(Stored data entries)
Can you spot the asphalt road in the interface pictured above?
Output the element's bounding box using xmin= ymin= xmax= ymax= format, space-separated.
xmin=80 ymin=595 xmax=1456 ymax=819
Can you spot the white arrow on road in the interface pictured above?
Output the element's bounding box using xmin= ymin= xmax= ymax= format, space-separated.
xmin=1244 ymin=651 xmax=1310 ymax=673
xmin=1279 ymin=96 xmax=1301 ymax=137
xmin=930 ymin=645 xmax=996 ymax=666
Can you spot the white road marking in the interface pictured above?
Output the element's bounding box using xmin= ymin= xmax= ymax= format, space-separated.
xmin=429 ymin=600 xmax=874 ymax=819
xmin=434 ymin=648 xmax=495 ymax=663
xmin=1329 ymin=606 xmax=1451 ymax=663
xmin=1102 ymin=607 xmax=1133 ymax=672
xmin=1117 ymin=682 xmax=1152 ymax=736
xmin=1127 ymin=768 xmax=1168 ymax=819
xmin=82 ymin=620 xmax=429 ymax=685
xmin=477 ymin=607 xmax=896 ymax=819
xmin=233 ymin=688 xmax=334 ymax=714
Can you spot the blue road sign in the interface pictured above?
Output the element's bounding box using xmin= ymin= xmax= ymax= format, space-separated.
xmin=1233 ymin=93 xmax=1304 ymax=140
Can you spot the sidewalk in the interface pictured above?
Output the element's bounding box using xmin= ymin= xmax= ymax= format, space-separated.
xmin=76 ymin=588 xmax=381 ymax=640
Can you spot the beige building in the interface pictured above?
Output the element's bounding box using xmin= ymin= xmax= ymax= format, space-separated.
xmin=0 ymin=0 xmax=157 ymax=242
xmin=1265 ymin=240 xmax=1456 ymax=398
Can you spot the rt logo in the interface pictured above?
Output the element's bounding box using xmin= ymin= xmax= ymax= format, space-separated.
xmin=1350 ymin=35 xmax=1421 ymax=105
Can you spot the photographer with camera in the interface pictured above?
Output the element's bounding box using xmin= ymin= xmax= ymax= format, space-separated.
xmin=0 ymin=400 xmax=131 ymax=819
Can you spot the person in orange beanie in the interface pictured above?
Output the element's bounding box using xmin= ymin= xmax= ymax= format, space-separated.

Exercise goal =
Write out these rows again, replacing "Can you spot" with "Where is" throughout and changing nothing else.

Output of the task =
Where is the asphalt road in the interface pictured above?
Output the element's bounding box using xmin= ymin= xmax= ymax= format, space-separated.
xmin=80 ymin=595 xmax=1456 ymax=819
Where is the white arrow on road in the interface pictured above?
Output the element's bounding box using xmin= ymin= xmax= ymax= format, space-separated.
xmin=1244 ymin=651 xmax=1310 ymax=673
xmin=1279 ymin=96 xmax=1301 ymax=137
xmin=930 ymin=645 xmax=996 ymax=666
Where is the white road marking in the interface pictured above?
Output the element's bounding box using xmin= ymin= xmax= ymax= format, space-separated.
xmin=429 ymin=600 xmax=874 ymax=819
xmin=434 ymin=648 xmax=495 ymax=663
xmin=1329 ymin=606 xmax=1451 ymax=663
xmin=1102 ymin=607 xmax=1133 ymax=672
xmin=1117 ymin=682 xmax=1152 ymax=736
xmin=1127 ymin=768 xmax=1168 ymax=819
xmin=82 ymin=620 xmax=429 ymax=685
xmin=477 ymin=607 xmax=896 ymax=819
xmin=233 ymin=688 xmax=334 ymax=714
Where is the blue road sign in the interface pictured above?
Output the element's bounding box using xmin= ymin= xmax= ymax= format, space-separated.
xmin=1233 ymin=93 xmax=1304 ymax=140
Where is the sidewalk in the interface pictured above?
Output the element's bounding box using xmin= ymin= xmax= ymax= format, space-separated.
xmin=76 ymin=588 xmax=381 ymax=640
Where is the beige building in the interface pictured above?
Output the element's bounding box using xmin= ymin= xmax= ymax= format, space-separated.
xmin=0 ymin=0 xmax=157 ymax=242
xmin=1265 ymin=240 xmax=1456 ymax=398
Where is the rt logo in the interface pictured above?
Output the element's bounding box using xmin= ymin= xmax= ymax= format, space-separated.
xmin=1350 ymin=35 xmax=1421 ymax=105
Where is the photographer with camera in the interface pictured above?
Output the element's bounding box using xmin= ymin= xmax= ymax= format, space-separated.
xmin=0 ymin=400 xmax=131 ymax=819
Where is the person in orange beanie in the interface pictured above?
Output the element's bounding box using xmin= ymin= xmax= ymax= format, space-separated.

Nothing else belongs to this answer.